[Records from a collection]
------------------------------------------------------------------------

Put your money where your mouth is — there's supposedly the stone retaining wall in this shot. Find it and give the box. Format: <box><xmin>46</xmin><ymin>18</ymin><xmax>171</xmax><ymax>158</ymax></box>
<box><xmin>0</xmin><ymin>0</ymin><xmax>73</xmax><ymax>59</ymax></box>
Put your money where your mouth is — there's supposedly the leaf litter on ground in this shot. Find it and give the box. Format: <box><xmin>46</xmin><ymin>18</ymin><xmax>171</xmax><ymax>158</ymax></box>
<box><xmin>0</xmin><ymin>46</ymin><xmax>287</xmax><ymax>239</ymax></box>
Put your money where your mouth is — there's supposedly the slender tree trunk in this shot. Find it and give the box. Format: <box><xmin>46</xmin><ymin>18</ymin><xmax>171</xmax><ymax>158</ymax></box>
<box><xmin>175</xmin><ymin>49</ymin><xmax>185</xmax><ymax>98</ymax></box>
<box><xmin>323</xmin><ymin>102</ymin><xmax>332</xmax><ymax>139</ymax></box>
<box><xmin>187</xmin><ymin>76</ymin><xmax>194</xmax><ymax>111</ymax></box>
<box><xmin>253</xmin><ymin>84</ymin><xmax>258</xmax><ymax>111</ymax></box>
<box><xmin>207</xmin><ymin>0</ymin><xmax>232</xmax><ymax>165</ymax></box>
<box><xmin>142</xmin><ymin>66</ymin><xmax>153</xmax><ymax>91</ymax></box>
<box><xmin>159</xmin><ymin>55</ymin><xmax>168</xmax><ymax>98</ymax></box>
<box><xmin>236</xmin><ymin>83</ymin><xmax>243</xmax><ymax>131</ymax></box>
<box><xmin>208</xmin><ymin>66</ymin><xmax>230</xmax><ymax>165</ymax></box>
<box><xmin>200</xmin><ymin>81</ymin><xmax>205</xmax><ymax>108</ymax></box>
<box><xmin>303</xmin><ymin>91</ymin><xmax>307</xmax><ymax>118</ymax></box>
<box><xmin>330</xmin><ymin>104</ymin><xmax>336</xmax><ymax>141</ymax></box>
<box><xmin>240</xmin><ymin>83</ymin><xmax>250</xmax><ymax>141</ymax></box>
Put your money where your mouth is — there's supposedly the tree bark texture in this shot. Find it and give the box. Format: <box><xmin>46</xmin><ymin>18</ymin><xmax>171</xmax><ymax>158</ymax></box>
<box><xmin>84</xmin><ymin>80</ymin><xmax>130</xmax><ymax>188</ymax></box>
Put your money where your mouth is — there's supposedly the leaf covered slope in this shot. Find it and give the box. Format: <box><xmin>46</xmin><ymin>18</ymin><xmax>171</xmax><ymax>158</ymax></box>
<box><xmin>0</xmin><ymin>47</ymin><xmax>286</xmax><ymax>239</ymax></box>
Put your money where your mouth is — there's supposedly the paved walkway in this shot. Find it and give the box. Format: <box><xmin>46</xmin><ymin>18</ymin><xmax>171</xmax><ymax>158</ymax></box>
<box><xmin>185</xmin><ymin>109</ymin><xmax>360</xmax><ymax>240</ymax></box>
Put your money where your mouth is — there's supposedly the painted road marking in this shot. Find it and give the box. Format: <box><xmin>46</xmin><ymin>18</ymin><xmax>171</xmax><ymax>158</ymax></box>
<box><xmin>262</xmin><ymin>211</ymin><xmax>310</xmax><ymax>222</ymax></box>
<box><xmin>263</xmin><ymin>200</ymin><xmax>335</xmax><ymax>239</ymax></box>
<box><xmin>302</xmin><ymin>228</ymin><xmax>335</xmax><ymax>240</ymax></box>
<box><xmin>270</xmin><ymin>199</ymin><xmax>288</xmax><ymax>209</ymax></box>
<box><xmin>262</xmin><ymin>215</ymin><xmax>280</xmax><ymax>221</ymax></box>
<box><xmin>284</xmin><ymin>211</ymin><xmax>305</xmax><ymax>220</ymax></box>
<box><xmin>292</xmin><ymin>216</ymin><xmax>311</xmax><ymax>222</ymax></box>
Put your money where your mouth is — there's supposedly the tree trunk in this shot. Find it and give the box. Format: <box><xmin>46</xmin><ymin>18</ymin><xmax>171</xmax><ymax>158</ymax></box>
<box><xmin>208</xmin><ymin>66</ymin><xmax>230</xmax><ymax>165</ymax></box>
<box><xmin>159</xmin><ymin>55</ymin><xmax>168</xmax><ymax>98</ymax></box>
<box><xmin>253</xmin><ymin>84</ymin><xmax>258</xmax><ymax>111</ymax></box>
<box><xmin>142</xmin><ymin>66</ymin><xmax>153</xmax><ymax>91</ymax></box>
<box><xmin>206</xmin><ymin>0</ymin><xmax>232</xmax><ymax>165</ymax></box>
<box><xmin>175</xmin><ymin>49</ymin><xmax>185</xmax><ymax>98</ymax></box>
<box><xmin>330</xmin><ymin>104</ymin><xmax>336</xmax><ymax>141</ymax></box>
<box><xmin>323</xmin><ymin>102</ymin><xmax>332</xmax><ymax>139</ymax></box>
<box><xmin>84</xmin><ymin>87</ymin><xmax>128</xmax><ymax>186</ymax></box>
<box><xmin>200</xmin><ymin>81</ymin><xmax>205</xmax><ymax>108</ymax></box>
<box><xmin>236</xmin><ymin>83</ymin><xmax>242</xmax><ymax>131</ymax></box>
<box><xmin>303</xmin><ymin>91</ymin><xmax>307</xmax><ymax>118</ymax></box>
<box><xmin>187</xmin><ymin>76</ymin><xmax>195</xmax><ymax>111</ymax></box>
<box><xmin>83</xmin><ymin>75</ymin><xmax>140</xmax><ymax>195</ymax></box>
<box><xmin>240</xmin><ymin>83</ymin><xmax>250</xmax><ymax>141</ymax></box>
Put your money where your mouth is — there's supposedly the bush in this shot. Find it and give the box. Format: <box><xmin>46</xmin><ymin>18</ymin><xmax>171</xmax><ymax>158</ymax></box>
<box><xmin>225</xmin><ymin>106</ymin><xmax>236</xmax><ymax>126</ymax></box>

------------------------------------------------------------------------

### ASSIGNED TASK
Write out the records in full, exactly as they appear above.

### SOLUTION TO THE EXERCISE
Put your money where your mouth is — there's supposedly the stone retaining wall in this shot. Find it and give the box. Format: <box><xmin>46</xmin><ymin>18</ymin><xmax>171</xmax><ymax>158</ymax></box>
<box><xmin>0</xmin><ymin>0</ymin><xmax>73</xmax><ymax>59</ymax></box>
Put your money where your mouth is — there's supposedly the leaf litter on ground in this shot. Find it and give the box. Format: <box><xmin>46</xmin><ymin>18</ymin><xmax>171</xmax><ymax>158</ymax></box>
<box><xmin>0</xmin><ymin>46</ymin><xmax>287</xmax><ymax>239</ymax></box>
Put your money where your mouth is — there's supposedly the slender tree trunk in this shot. Find it and give the box. Format: <box><xmin>46</xmin><ymin>18</ymin><xmax>171</xmax><ymax>158</ymax></box>
<box><xmin>175</xmin><ymin>49</ymin><xmax>185</xmax><ymax>98</ymax></box>
<box><xmin>323</xmin><ymin>102</ymin><xmax>332</xmax><ymax>139</ymax></box>
<box><xmin>187</xmin><ymin>76</ymin><xmax>194</xmax><ymax>111</ymax></box>
<box><xmin>253</xmin><ymin>84</ymin><xmax>258</xmax><ymax>111</ymax></box>
<box><xmin>207</xmin><ymin>0</ymin><xmax>232</xmax><ymax>165</ymax></box>
<box><xmin>142</xmin><ymin>66</ymin><xmax>153</xmax><ymax>91</ymax></box>
<box><xmin>159</xmin><ymin>55</ymin><xmax>168</xmax><ymax>98</ymax></box>
<box><xmin>236</xmin><ymin>83</ymin><xmax>243</xmax><ymax>131</ymax></box>
<box><xmin>208</xmin><ymin>66</ymin><xmax>230</xmax><ymax>165</ymax></box>
<box><xmin>200</xmin><ymin>81</ymin><xmax>205</xmax><ymax>108</ymax></box>
<box><xmin>303</xmin><ymin>91</ymin><xmax>307</xmax><ymax>118</ymax></box>
<box><xmin>330</xmin><ymin>104</ymin><xmax>336</xmax><ymax>141</ymax></box>
<box><xmin>240</xmin><ymin>83</ymin><xmax>250</xmax><ymax>141</ymax></box>
Put your money where your mouth is — there's supposedly the tree bark texture in this shot. Find it and give the box. Format: <box><xmin>46</xmin><ymin>18</ymin><xmax>171</xmax><ymax>158</ymax></box>
<box><xmin>84</xmin><ymin>80</ymin><xmax>130</xmax><ymax>188</ymax></box>
Put your money where your mouth is — there's supposedly the leaf covered slope in this shot. Find it and give the box. Format: <box><xmin>46</xmin><ymin>18</ymin><xmax>171</xmax><ymax>158</ymax></box>
<box><xmin>0</xmin><ymin>47</ymin><xmax>286</xmax><ymax>239</ymax></box>
Put your money where your mouth is — there's supposedly the paved walkway in this shot. Find it and give the box. Format: <box><xmin>46</xmin><ymin>18</ymin><xmax>171</xmax><ymax>158</ymax></box>
<box><xmin>185</xmin><ymin>109</ymin><xmax>360</xmax><ymax>240</ymax></box>
Put your money where your mouth is — there's supposedly the painted road marking in this shot. Find it and give the box. Format: <box><xmin>46</xmin><ymin>18</ymin><xmax>171</xmax><ymax>158</ymax></box>
<box><xmin>262</xmin><ymin>211</ymin><xmax>310</xmax><ymax>222</ymax></box>
<box><xmin>263</xmin><ymin>200</ymin><xmax>335</xmax><ymax>239</ymax></box>
<box><xmin>302</xmin><ymin>228</ymin><xmax>335</xmax><ymax>240</ymax></box>
<box><xmin>270</xmin><ymin>199</ymin><xmax>288</xmax><ymax>209</ymax></box>
<box><xmin>262</xmin><ymin>215</ymin><xmax>280</xmax><ymax>221</ymax></box>
<box><xmin>284</xmin><ymin>211</ymin><xmax>305</xmax><ymax>220</ymax></box>
<box><xmin>292</xmin><ymin>216</ymin><xmax>311</xmax><ymax>222</ymax></box>
Put your money where your mouth is — there's supposedly the tree trunk in this shot. Find it and give the box. Format: <box><xmin>46</xmin><ymin>18</ymin><xmax>171</xmax><ymax>158</ymax></box>
<box><xmin>208</xmin><ymin>66</ymin><xmax>230</xmax><ymax>165</ymax></box>
<box><xmin>159</xmin><ymin>55</ymin><xmax>168</xmax><ymax>98</ymax></box>
<box><xmin>253</xmin><ymin>84</ymin><xmax>258</xmax><ymax>111</ymax></box>
<box><xmin>142</xmin><ymin>66</ymin><xmax>153</xmax><ymax>91</ymax></box>
<box><xmin>206</xmin><ymin>0</ymin><xmax>232</xmax><ymax>165</ymax></box>
<box><xmin>175</xmin><ymin>49</ymin><xmax>185</xmax><ymax>98</ymax></box>
<box><xmin>330</xmin><ymin>104</ymin><xmax>336</xmax><ymax>141</ymax></box>
<box><xmin>323</xmin><ymin>102</ymin><xmax>332</xmax><ymax>139</ymax></box>
<box><xmin>84</xmin><ymin>87</ymin><xmax>128</xmax><ymax>186</ymax></box>
<box><xmin>200</xmin><ymin>81</ymin><xmax>205</xmax><ymax>108</ymax></box>
<box><xmin>236</xmin><ymin>83</ymin><xmax>242</xmax><ymax>131</ymax></box>
<box><xmin>303</xmin><ymin>91</ymin><xmax>307</xmax><ymax>118</ymax></box>
<box><xmin>187</xmin><ymin>76</ymin><xmax>195</xmax><ymax>111</ymax></box>
<box><xmin>83</xmin><ymin>75</ymin><xmax>140</xmax><ymax>195</ymax></box>
<box><xmin>240</xmin><ymin>83</ymin><xmax>250</xmax><ymax>141</ymax></box>
Put your money where your mouth is — there's supposedly the bush in this shot. Find it and give the box. Format: <box><xmin>46</xmin><ymin>18</ymin><xmax>171</xmax><ymax>158</ymax></box>
<box><xmin>225</xmin><ymin>106</ymin><xmax>236</xmax><ymax>126</ymax></box>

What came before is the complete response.